Quoted passage:
────────────────────────────────────────

Known for their behemoth style, the visual element to Slipknot is easily just as important as the musical side. Creating a world of audible brutality is one thing, but offering equally captivating and horrifying imagery is another. From the gritty, home movie-esque clips of the early days to the more cinematic, complex, Clown-directed clips of recent, Slipknot videos are a beast of their own — so we thought we’d rank them.

  • 20

    "Vermillion, Pt. II"

    Part II sees the woman from the first “Vermilion” music video in the middle of a golden field, appearing this time as a corpse. She is carried and tossed by the wind until she is finally laid gently back to rest. It’s an eerily calm video that, again, displays the tension between the disturbed and the beautiful. — Taylor Markarian

  • 19


    A cinematic flight of fancy, "XIX" holds some thrilling shots but doesn’t really deliver much else. There’s a level of intensity that entices you to watch the oscillating imagery, though nothing quite stops it from falling short. —Steven Loftin

  • 18

    "Wait and Bleed" (live)

────────────────────────────────────────

Data shown:
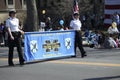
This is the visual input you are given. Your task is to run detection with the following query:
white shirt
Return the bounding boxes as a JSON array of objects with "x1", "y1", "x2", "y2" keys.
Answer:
[
  {"x1": 6, "y1": 18, "x2": 20, "y2": 32},
  {"x1": 70, "y1": 19, "x2": 82, "y2": 30}
]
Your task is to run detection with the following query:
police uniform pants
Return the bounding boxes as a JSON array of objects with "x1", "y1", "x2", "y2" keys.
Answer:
[
  {"x1": 8, "y1": 32, "x2": 24, "y2": 65},
  {"x1": 75, "y1": 31, "x2": 85, "y2": 56}
]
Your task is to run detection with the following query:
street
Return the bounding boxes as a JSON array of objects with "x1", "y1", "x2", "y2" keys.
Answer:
[{"x1": 0, "y1": 47, "x2": 120, "y2": 80}]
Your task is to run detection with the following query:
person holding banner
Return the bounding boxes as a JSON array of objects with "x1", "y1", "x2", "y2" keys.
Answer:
[
  {"x1": 70, "y1": 12, "x2": 87, "y2": 58},
  {"x1": 6, "y1": 9, "x2": 24, "y2": 66}
]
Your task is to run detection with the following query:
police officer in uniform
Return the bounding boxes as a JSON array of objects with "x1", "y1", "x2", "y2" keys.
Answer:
[
  {"x1": 6, "y1": 9, "x2": 24, "y2": 66},
  {"x1": 70, "y1": 13, "x2": 87, "y2": 58}
]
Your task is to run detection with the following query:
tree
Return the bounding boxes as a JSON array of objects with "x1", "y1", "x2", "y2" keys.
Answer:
[{"x1": 24, "y1": 0, "x2": 38, "y2": 32}]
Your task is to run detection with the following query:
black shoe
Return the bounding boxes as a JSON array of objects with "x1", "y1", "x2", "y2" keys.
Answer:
[
  {"x1": 81, "y1": 52, "x2": 87, "y2": 58},
  {"x1": 20, "y1": 60, "x2": 25, "y2": 65}
]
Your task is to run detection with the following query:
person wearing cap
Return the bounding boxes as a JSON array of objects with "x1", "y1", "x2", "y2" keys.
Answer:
[
  {"x1": 6, "y1": 10, "x2": 24, "y2": 66},
  {"x1": 70, "y1": 13, "x2": 87, "y2": 58}
]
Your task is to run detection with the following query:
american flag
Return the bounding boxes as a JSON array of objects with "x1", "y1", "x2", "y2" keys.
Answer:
[
  {"x1": 73, "y1": 0, "x2": 79, "y2": 13},
  {"x1": 104, "y1": 0, "x2": 120, "y2": 27}
]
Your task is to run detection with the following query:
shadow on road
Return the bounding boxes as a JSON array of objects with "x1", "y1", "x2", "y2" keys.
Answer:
[{"x1": 84, "y1": 76, "x2": 120, "y2": 80}]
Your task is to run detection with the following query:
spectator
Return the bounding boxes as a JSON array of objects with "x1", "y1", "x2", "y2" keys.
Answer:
[{"x1": 70, "y1": 13, "x2": 87, "y2": 58}]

────────────────────────────────────────

Task list:
a - Decide whether each statement agrees with the Slipknot video ranking. Answer yes or no, and quote the words of the text that decide it.
(i) In "Vermillion, Pt. II," the woman from the first video appears as a corpse in a golden field.
(ii) The "XIX" video is said to offer a lot beyond its thrilling shots.
(iii) The early Slipknot videos are described as cinematic and directed by Clown.
b - Sum up the Slipknot video ranking in two sentences.
c - Pull from the Slipknot video ranking the passage from "Known for their" up to and including "we’d rank them.", keeping every word.

Results by task:
a -
(i) Yes: "in the middle of a golden field, appearing this time as a corpse"
(ii) No: "doesn’t really deliver much else"
(iii) No: "the gritty, home movie-esque clips of the early days"

b - Slipknot's visuals are said to matter as much as its music, and the text ranks the band's videos, which range from gritty early clips to cinematic ones directed by Clown. At number 20, "Vermillion, Pt. II" is an eerily calm video of a corpse carried by the wind through a golden field, and at number 19, "XIX" has thrilling shots but falls short.

c -
Known for their behemoth style, the visual element to Slipknot is easily just as important as the musical side. Creating a world of audible brutality is one thing, but offering equally captivating and horrifying imagery is another. From the gritty, home movie-esque clips of the early days to the more cinematic, complex, Clown-directed clips of recent, Slipknot videos are a beast of their own — so we thought we’d rank them.